DÉFI A :: Modifie la liste en remplaçant « hydrangea » par « rose », sans rien changer d'autre, puis redonne uniquement tout ce qui va du début de la liste jusqu'à la ligne contenant « M33 56L29 56L23 59L23 65L25 66L34 65L37 59Z », celle-ci comprise.

TEXTE FOURNI ::
----------

Si en effet les choses se sont ainsi passées, comment sera-t-il vrai, le récit de Matthieu disant : « Un centurion s’approcha de lui », alors que le centurion n’est pas venu lui-même, mais a envoyé ses amis ? Il ne le sera que si, avec une attention diligente, nous comprenons que Matthieu ne s’est pas tellement écarté de nos façons habituelles de parler. Car non seulement nous avons coutume de dire que quelqu’un s’approche, avant même qu’il soit arrivé au lieu dont nous disons qu’il s’est approché, puisque nous disons qu’il s’est peu ou beaucoup approché du lieu où il désire arriver, mais nous disons même très souvent qu’on est parvenu jusqu’à celui qu’on voulait atteindre, quand on y arrive par un ami, sans même voir celui qui est touché et dont la faveur nous est nécessaire. Cette manière de dire est d’usage si courant, que le vulgaire donne le nom d’arrivistes à ceux qui, possédant l’art de l’intrigue, atteignent par l’intermédiaire de personnes convenablement choisies, les esprits de certains puissants personnages qui paraissent inaccessibles d’autre façon.

Ce n’est donc pas chose inconcevable que, pour dire le fait du centurion abordant Notre-Seigneur par l’intermédiaire de ses amis, Matthieu ait pu dire sous une forme abrégée que le vulgaire peut comprendre : « Un centurion s’approcha de lui. » Bien plus, il ne faut pas considérer négligemment la profondeur de cette locution mystique du saint Évangile, qui rappelle ce qui est écrit dans le Psaume : « Approchez-vous de lui et soyez illuminés » (Ps 33, 5). La foi du centurion qui l’a fait s’approcher de Jésus a été si hautement louée par le Seigneur qu’il en a dit : « Je n’ai pas encore trouvé si grande foi en Israël. » De là vient que l’Évangéliste, en son prudent langage, a voulu nous dire que le centurion s’était approché plus près de Jésus, que les amis par lesquels il avait envoyé son message.

Commentaire de Dom Guéranger

Bien que la loi du jeûne pèse sur nous depuis hier, nous ne sommes pas encore entrés dans le Carême proprement dit, dont la solennité ne s’ouvrira que samedi prochain, à Vêpres. C’est afin de distinguer du reste de la sainte Quarantaine ces quatre jours surajoutés, que l’Église continue d’y chanter les Vêpres à l’heure ordinaire, et permet à ses ministres de rompre le jeûne avant d’avoir satisfait à cet Office. A partir de samedi, il en sera autrement. Chaque jour, à l’exception du Dimanche, lequel n’admet pas le jeûne, les Vêpres des féries et des fêtes seront anticipées, en sorte qu’à l’heure où les fidèles prendront leur repas, l’Office du soir sera déjà accompli. C’est un dernier souvenir des usages de l’Église primitive ; autrefois les fidèles ne rompaient pas le jeûne avant le coucher du soleil, auquel correspond l’Office des Vêpres.

----------

Éléments du jeu de données ::
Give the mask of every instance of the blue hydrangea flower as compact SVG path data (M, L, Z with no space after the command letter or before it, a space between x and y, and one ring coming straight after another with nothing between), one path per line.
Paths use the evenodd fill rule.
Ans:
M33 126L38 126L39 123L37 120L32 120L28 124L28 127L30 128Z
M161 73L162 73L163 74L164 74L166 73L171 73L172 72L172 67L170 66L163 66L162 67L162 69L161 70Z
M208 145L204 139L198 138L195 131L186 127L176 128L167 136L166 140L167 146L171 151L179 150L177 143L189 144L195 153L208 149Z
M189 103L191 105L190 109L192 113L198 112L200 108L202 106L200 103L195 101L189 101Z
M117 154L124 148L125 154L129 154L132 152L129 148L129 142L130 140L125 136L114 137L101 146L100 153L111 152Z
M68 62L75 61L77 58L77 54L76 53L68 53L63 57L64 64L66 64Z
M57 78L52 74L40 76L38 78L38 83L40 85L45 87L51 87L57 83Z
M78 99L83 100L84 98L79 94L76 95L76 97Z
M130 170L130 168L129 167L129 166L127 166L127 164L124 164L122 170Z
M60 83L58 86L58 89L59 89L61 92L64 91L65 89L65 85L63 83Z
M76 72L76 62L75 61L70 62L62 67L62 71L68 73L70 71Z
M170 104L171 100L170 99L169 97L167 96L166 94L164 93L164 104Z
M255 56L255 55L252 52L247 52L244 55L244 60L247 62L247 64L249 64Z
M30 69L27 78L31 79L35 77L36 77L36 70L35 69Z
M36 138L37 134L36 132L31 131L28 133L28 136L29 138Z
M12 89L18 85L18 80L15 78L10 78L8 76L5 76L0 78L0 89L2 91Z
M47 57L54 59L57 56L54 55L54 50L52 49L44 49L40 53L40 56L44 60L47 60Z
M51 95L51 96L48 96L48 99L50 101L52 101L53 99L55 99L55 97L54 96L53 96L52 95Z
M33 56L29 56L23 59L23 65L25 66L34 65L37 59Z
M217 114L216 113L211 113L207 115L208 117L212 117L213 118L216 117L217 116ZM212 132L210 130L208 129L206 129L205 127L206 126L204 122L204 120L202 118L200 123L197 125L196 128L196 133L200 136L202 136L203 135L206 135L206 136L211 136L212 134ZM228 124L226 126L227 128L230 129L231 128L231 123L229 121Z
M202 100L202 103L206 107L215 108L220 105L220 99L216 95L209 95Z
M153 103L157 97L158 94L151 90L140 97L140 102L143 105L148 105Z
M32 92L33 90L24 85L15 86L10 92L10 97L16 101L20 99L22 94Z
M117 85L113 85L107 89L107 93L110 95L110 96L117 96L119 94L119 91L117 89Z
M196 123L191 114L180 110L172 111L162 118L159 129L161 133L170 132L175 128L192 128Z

----------

DÉFI B :: Restitue mot pour mot, dans le texte fourni, tout ce qui va de « Bien que la » jusqu'à « l’Office des Vêpres. ».

RÉSULTAT CORRECT A ::
Give the mask of every instance of the blue rose flower as compact SVG path data (M, L, Z with no space after the command letter or before it, a space between x and y, and one ring coming straight after another with nothing between), one path per line.
Paths use the evenodd fill rule.
Ans:
M33 126L38 126L39 123L37 120L32 120L28 124L28 127L30 128Z
M161 73L162 73L163 74L164 74L166 73L171 73L172 72L172 67L170 66L163 66L162 67L162 69L161 70Z
M208 145L204 139L198 138L195 131L186 127L176 128L167 136L166 140L167 146L171 151L179 150L177 143L189 144L195 153L208 149Z
M189 103L191 105L190 109L192 113L198 112L200 108L202 106L200 103L195 101L189 101Z
M117 154L124 148L125 154L129 154L132 152L129 148L129 142L130 140L125 136L114 137L101 146L100 153L111 152Z
M68 62L75 61L77 58L77 54L76 53L68 53L63 57L64 64L66 64Z
M57 78L52 74L40 76L38 78L38 83L40 85L45 87L51 87L57 83Z
M78 99L83 100L84 98L79 94L76 95L76 97Z
M130 170L130 168L129 167L129 166L127 166L127 164L124 164L122 170Z
M60 83L58 86L58 89L59 89L61 92L64 91L65 89L65 85L63 83Z
M76 72L76 62L75 61L70 62L62 67L62 71L68 73L70 71Z
M170 104L171 100L170 99L169 97L167 96L166 94L164 93L164 104Z
M255 56L255 55L252 52L247 52L244 55L244 60L247 62L247 64L249 64Z
M30 69L27 78L31 79L35 77L36 77L36 70L35 69Z
M36 138L37 134L36 132L31 131L28 133L28 136L29 138Z
M12 89L18 85L18 80L15 78L10 78L8 76L5 76L0 78L0 89L2 91Z
M47 57L54 59L57 56L54 55L54 50L52 49L44 49L40 53L40 56L44 60L47 60Z
M51 95L51 96L48 96L48 99L50 101L52 101L53 99L55 99L55 97L54 96L53 96L52 95Z
M33 56L29 56L23 59L23 65L25 66L34 65L37 59Z

RÉSULTAT CORRECT B ::
Bien que la loi du jeûne pèse sur nous depuis hier, nous ne sommes pas encore entrés dans le Carême proprement dit, dont la solennité ne s’ouvrira que samedi prochain, à Vêpres. C’est afin de distinguer du reste de la sainte Quarantaine ces quatre jours surajoutés, que l’Église continue d’y chanter les Vêpres à l’heure ordinaire, et permet à ses ministres de rompre le jeûne avant d’avoir satisfait à cet Office. A partir de samedi, il en sera autrement. Chaque jour, à l’exception du Dimanche, lequel n’admet pas le jeûne, les Vêpres des féries et des fêtes seront anticipées, en sorte qu’à l’heure où les fidèles prendront leur repas, l’Office du soir sera déjà accompli. C’est un dernier souvenir des usages de l’Église primitive ; autrefois les fidèles ne rompaient pas le jeûne avant le coucher du soleil, auquel correspond l’Office des Vêpres.